**TO BE DONE**:
- 1) From the passage on Zhong Yihao, reproduce word for word the stretch that opens with "Club career" and ends after "League Two season.".
- 2) Using the passage on Zhong Yihao, answer these:
(a) On what date was he born?
(b) Which player did he replace when he came on for his senior debut?
(c) Against which team did he score his first senior goal?

**READING PASSAGE**:
begin

Zhong Yihao (; born 23 March 1996) is a Chinese footballer who currently plays for Henan Songshan Longmen in the Chinese Super League.

Club career
Zhong Yihao started his professional football career in 2015 when he was promoted to China League One side Qingdao Jonoon's first team squad. On 4 April 2015, he made his senior debut in a 0–0 home draw against Nei Mongol Zhongyou, coming on as a substitute for Jorge Claros in the 82nd minute. On 13 June 2015, he scored his first senior goal in a 2–1 away win over Shenzhen. Zhong scored four goals in 21 appearances and won the Youth player of the season in the 2017 China League Two season.

end

**PROVIDED DATA**:
begin

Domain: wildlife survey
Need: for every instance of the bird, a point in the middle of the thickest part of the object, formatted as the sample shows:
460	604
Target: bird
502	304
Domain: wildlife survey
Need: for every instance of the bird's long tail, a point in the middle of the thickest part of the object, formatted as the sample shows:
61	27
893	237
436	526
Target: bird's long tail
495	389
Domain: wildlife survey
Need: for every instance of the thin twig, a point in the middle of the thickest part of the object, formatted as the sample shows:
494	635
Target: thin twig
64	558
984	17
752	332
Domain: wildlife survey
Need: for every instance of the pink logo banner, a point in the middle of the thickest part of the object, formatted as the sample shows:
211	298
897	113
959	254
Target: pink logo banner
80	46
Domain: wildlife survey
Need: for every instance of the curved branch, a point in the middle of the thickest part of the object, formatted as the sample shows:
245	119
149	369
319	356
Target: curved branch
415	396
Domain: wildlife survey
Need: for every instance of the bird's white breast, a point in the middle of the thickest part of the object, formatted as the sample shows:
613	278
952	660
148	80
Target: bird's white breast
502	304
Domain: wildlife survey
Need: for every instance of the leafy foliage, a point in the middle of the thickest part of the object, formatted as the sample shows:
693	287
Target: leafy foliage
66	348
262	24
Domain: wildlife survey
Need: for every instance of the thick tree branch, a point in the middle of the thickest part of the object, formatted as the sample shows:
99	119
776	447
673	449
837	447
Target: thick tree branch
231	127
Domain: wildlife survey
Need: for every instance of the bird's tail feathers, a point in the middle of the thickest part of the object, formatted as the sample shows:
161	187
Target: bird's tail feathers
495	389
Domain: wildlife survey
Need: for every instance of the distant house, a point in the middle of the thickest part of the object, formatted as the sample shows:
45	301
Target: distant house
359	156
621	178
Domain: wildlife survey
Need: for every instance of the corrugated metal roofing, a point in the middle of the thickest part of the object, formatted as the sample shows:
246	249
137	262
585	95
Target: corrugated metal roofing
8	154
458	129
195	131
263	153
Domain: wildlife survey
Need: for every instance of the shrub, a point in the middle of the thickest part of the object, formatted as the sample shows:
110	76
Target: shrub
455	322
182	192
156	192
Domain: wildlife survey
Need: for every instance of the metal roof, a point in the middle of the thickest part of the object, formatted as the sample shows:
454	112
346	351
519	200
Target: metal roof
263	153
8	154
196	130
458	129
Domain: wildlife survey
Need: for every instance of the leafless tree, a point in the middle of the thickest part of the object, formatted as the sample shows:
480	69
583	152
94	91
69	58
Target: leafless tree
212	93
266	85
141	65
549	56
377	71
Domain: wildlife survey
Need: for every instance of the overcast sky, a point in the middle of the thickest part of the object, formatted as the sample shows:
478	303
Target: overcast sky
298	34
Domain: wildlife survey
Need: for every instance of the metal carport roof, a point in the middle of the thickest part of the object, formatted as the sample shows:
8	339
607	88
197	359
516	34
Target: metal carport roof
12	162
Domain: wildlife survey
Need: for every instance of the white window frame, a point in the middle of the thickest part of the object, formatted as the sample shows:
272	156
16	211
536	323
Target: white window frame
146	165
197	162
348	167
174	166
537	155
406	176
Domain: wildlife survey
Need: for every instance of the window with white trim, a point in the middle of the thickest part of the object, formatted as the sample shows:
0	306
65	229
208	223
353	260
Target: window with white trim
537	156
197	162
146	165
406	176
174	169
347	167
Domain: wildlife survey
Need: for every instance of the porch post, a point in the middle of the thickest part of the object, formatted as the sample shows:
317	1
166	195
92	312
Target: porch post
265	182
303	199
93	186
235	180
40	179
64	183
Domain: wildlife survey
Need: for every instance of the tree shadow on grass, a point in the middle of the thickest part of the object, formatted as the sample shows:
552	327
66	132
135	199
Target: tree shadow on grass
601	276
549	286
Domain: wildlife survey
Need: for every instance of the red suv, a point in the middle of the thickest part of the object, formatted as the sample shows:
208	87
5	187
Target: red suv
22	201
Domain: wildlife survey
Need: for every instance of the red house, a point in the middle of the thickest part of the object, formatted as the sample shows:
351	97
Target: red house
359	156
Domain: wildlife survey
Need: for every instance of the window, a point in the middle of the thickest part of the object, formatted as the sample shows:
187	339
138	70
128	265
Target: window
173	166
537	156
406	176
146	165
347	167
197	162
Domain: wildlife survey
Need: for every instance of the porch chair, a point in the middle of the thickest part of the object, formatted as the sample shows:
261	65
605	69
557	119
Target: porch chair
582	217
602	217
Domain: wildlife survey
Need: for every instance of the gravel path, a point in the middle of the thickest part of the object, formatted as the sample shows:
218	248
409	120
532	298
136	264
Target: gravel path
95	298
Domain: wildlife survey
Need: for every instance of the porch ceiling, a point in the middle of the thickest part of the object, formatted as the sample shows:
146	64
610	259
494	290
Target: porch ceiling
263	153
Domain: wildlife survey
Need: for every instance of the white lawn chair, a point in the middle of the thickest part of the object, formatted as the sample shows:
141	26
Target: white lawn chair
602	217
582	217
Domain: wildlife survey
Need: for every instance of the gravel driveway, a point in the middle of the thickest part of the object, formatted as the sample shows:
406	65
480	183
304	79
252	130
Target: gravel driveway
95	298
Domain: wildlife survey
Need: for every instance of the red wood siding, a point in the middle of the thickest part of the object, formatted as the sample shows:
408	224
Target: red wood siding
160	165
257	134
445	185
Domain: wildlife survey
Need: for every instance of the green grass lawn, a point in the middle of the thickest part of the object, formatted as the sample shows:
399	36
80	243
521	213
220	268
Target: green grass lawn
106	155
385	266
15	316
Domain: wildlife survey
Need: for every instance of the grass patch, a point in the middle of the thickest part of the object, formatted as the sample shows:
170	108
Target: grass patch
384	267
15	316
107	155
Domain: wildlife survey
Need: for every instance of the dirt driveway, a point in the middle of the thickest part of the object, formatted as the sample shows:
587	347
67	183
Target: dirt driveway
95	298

end

**EXERCISE SOLUTIONS**:
- 1)
Club career
Zhong Yihao started his professional football career in 2015 when he was promoted to China League One side Qingdao Jonoon's first team squad. On 4 April 2015, he made his senior debut in a 0–0 home draw against Nei Mongol Zhongyou, coming on as a substitute for Jorge Claros in the 82nd minute. On 13 June 2015, he scored his first senior goal in a 2–1 away win over Shenzhen. Zhong scored four goals in 21 appearances and won the Youth player of the season in the 2017 China League Two season.

- 2)
(a) 23 March 1996
(b) Jorge Claros
(c) Shenzhen